(Your tasks):
a: In the passage on ideas, how many people did the Unabomber kill?
b: Mark each statement yes or no according to the passage on ideas, and quote the words of the passage that decide it: (i) Kaczynski mailed bombs to university professors and airline officials. (ii) Education is described as taking in ideas that improve ourselves. (iii) Vaccine skeptics are said to welcome useful medicine.
c: Carry on writing the passage on ideas from the point where it stops.

(Page text):

Ideas are like viruses.
They can hijack your mind and cause you to do dangerous things.
Consider Ted Kaczynski. Despite being a brilliant math prodigy, he became convinced that the world was heading towards self-annihilation. The only solution was to return to a pre-technological, agrarian society.
When his own exile from society failed, he started mailing bombs to university professors and airline officials, demanding to be heard. Nicknamed the Unabomber, he was eventually apprehended, but not before he killed three people and injured dozens of others.
While Kaczynski is an extreme case, the impact of ideas and ideologies is profound. Anorexics can overcome one of the human bodies most hard-wired instincts—to eat enough food to survive—driven by an ideal of thinness. Fanatics can kill thousands all in support of an abstract ideology.
More modestly, our lives are deeply shaped by the ideas we find persuasive. This can be profoundly good—education is a process of ingesting ideas which improve ourselves. But it can also be dangerous, when incorrect ideas take us down risky paths.
Your Defense Against Influential Ideas
One solution to the danger posed by ideas is to adopt a radical skepticism. Don’t believe anything you read or see. At least not without enormous quantities of proof.
However, a quick look at online groups devoted to skepticism and you’ll see a large number of wacky beliefs. Vaccine skeptics reject useful medicine to ward off imaginary problems. Flat-earthers doubt the shape of the globe, and all the modern science that goes with it.

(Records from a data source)
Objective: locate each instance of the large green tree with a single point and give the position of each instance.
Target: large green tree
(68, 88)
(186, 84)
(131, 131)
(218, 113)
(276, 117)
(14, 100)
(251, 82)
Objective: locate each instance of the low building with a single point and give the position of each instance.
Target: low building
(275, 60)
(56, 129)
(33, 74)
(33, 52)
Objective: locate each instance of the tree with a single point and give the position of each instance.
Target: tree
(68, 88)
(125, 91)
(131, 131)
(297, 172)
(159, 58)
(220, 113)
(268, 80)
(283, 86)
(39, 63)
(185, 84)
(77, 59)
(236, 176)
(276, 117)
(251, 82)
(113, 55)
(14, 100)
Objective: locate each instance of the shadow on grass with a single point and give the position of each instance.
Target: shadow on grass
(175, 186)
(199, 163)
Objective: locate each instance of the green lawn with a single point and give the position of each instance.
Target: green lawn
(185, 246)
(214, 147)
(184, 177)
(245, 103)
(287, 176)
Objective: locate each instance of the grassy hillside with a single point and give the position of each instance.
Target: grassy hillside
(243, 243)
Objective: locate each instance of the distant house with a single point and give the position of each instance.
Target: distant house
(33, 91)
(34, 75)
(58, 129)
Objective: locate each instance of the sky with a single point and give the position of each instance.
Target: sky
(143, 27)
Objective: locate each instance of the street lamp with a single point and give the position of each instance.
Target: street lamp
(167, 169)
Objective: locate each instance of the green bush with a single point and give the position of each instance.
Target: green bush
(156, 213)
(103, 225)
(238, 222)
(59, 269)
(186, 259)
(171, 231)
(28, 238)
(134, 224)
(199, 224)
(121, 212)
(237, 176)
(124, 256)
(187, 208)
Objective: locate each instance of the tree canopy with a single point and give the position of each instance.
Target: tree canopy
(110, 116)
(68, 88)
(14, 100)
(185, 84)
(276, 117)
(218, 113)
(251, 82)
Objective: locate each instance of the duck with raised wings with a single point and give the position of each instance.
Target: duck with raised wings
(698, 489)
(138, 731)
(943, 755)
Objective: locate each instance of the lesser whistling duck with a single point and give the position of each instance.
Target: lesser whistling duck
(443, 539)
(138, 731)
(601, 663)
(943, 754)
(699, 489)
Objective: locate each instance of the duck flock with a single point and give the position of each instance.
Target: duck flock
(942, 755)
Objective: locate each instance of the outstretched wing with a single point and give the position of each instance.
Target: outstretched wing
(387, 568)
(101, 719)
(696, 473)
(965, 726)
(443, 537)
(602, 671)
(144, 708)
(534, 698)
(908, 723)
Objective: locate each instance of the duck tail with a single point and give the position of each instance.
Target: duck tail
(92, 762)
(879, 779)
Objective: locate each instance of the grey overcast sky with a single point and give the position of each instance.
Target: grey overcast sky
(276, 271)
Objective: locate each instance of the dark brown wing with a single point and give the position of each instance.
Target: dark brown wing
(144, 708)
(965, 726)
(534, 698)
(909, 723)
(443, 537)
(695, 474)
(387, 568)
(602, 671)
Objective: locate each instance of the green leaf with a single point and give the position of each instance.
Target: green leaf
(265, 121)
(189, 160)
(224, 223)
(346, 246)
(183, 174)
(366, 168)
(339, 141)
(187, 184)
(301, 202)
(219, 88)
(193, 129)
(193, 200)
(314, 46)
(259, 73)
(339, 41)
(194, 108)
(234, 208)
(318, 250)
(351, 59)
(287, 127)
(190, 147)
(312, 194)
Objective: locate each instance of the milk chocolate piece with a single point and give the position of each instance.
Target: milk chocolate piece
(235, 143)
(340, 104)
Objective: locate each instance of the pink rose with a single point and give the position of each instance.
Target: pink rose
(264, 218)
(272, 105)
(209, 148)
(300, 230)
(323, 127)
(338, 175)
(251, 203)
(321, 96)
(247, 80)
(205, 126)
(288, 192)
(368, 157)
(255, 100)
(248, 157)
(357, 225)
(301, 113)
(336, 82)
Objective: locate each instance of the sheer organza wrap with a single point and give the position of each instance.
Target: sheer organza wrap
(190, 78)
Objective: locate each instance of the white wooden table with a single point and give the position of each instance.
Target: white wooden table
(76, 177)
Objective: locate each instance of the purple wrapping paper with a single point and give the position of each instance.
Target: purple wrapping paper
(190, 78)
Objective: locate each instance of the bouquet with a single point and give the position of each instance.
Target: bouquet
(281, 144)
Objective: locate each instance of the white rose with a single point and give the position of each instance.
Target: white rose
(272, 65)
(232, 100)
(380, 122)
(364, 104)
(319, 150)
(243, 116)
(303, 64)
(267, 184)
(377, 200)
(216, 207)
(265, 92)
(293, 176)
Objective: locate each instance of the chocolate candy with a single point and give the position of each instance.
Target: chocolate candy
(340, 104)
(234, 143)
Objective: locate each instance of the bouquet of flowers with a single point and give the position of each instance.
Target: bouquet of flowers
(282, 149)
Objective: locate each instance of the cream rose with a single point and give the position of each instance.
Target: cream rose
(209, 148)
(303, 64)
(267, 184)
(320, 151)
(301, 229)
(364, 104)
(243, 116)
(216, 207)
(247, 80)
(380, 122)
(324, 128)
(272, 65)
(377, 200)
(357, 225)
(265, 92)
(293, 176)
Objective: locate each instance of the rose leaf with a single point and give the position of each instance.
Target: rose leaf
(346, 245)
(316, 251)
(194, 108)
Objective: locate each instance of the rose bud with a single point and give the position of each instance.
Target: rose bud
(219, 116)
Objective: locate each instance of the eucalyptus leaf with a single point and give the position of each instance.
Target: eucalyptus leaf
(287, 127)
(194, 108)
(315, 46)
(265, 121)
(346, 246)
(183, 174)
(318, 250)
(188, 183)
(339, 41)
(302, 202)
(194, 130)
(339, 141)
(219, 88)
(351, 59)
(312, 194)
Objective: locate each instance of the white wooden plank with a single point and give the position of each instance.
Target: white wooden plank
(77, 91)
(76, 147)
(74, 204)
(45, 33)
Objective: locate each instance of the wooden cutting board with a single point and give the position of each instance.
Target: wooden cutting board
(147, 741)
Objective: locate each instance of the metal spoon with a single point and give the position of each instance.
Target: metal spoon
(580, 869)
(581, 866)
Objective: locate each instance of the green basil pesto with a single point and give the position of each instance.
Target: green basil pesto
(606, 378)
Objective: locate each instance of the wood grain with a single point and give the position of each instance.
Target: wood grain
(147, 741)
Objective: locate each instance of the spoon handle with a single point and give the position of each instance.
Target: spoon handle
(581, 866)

(Answers by item):
a: Three people.

b:
(i) Yes: "he started mailing bombs to university professors and airline officials"
(ii) Yes: "education is a process of ingesting ideas which improve ourselves"
(iii) No: "Vaccine skeptics reject useful medicine to ward off imaginary problems"

c:
Blanket skepticism doesn’t help because the mind inevitably believes something. Total doubt isn’t a psychologically realizable state. Doubting everything, perversely, allows you to become infected by ideas most sane people would reject.
A useful analogy is to one of actual pathogens. Your body can defend against intrusion of bacteria and viruses. But you still need to eat, walk around and live in the world. Therefore, contamination is impossible to avoid. Living inside a sterilized environment ultimately makes you even more susceptible to dangerous bugs.
In contrast, careful exposure is often a better remedy. It allows your immune system to adapt defenses so that when exposed to harmful ideas, you have the ability to avoid them.
Exposure Therapy for Better Thinking
The way to avoid being corrupted by bad ideas, but also to get the value from beneficial ones is to expose yourself broadly to large swathes of ideas. This has a few effects.
The first is that broad exposure to lots of different ideas (many of which contradict) prevents smaller ideas from expanding to occupy your entire worldview. Conspiracy theories are prevalent because as the theorist begins to hone in on his particular delusion, explanations for why to reject outside sources grow and grow.
The second is that certain patterns of ideas can be quite persuasive, when you hear them in isolation, but as you hear more debates you become less convinced.
When I started reading popular science books, I was often instantly sold on the truth of some new theory of biology, psychology, physics or human nature. After all, the person who wrote the book was so smart, and they had so much evidence.
That is, until I read another book by a different author who disagreed with the first. They managed to poke all sorts of holes in the other’s theories that I was surprised I found it so persuasive to begin with.
Reading a lot helps prevent malignant ideas from festering in your mind.
Seek Out Antibodies to Popular Positions
Vaccines work by injecting yourself with a small amount of the pathogen, so your body can train itself to fight off the infection.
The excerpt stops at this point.